Task to complete:
Quote the article below on changing human DNA in egg cells, from "But in this" up to and including "to their kids.", word for word.

Extract:
An image of researchers at Oregon Health & Science University removing the nucleus from the mother's cell before it's inserted into the donor's egg cell.
Courtesty of Oregon Health & Science University
Geneticist reported Wednesday that they had crossed a threshold long considered off-limits: They have made changes in human DNA that can be passed down from one generation to the next.
The researchers at Oregon Health & Science University in Portland say they took the step to try to prevent women from giving birth to babies with genetic diseases. But the research is raising a host of ethical, social and moral questions.
"That kind of genetic engineering has been ruled off-limits," says Marcy Darnovsky of the Center for Genetics and Society. "And it's a very bright line that has been observed by scientists around the world."
There have been lots of reasons for that line. One big one is purely practical, says Dartmouth bioethicist Ronald Green.
"If we make mistakes, we'll effectively be introducing a new genetic disease into the human population — for generation after generation," Green says.
But beyond the risks, Green says taking that step has long raised more far-reaching fears. It's the kind of technology that could be used to try to create genetically superior humans.
"It could easily move into the realm of gene enhancement," Green says. "Higher IQ. Improved physical appearance. Athletic ability. That's a worry to some people — to many people."
But in this week's issue of the scientific journal Nature, Shoukhrat Mitalipov of Oregon Health & Science University and colleagues report that they have crossed that line. They have figured out a way to change the DNA in a human egg.
Mitalipov says his team is trying to prevent some rare but horrible disorders: genetic conditions caused by defects in a certain kind of DNA known as mitochondrial DNA, which only mothers pass down to their kids.
"They are caused by mutations in this mitochondrial DNA, which is pretty small — only encodes 37 genes," Mitalipov says.
So Mitalipov's team figured out a way to pluck these little packets of defective mitochondrial DNA out of eggs and replace them with healthy genes from eggs donated by other women. They fertilized the transplanted eggs in the laboratory and showed they could create healthy embryos.

Data section:

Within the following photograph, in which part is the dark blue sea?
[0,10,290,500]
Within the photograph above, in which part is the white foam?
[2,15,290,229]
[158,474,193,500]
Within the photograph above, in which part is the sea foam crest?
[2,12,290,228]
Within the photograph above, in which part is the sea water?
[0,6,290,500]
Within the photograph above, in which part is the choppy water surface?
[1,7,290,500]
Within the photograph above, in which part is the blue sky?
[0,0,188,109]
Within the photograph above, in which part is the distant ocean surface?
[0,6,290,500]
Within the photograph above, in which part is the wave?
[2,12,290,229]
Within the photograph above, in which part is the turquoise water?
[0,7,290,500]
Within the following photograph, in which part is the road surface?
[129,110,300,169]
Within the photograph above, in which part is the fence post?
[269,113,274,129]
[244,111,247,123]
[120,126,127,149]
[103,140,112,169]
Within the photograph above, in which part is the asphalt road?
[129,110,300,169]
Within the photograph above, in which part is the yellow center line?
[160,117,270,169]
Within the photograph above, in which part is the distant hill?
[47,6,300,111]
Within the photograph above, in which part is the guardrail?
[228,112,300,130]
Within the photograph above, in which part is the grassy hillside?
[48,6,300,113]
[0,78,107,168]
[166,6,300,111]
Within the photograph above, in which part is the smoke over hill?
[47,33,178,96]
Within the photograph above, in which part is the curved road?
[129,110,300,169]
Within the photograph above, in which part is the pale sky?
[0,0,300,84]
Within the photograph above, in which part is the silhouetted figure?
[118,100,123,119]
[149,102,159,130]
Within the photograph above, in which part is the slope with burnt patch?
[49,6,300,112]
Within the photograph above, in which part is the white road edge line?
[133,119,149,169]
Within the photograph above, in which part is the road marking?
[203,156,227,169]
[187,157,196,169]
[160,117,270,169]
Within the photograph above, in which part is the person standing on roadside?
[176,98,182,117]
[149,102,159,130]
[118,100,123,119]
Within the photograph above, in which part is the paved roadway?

Your response:
But in this week's issue of the scientific journal Nature, Shoukhrat Mitalipov of Oregon Health & Science University and colleagues report that they have crossed that line. They have figured out a way to change the DNA in a human egg.
Mitalipov says his team is trying to prevent some rare but horrible disorders: genetic conditions caused by defects in a certain kind of DNA known as mitochondrial DNA, which only mothers pass down to their kids.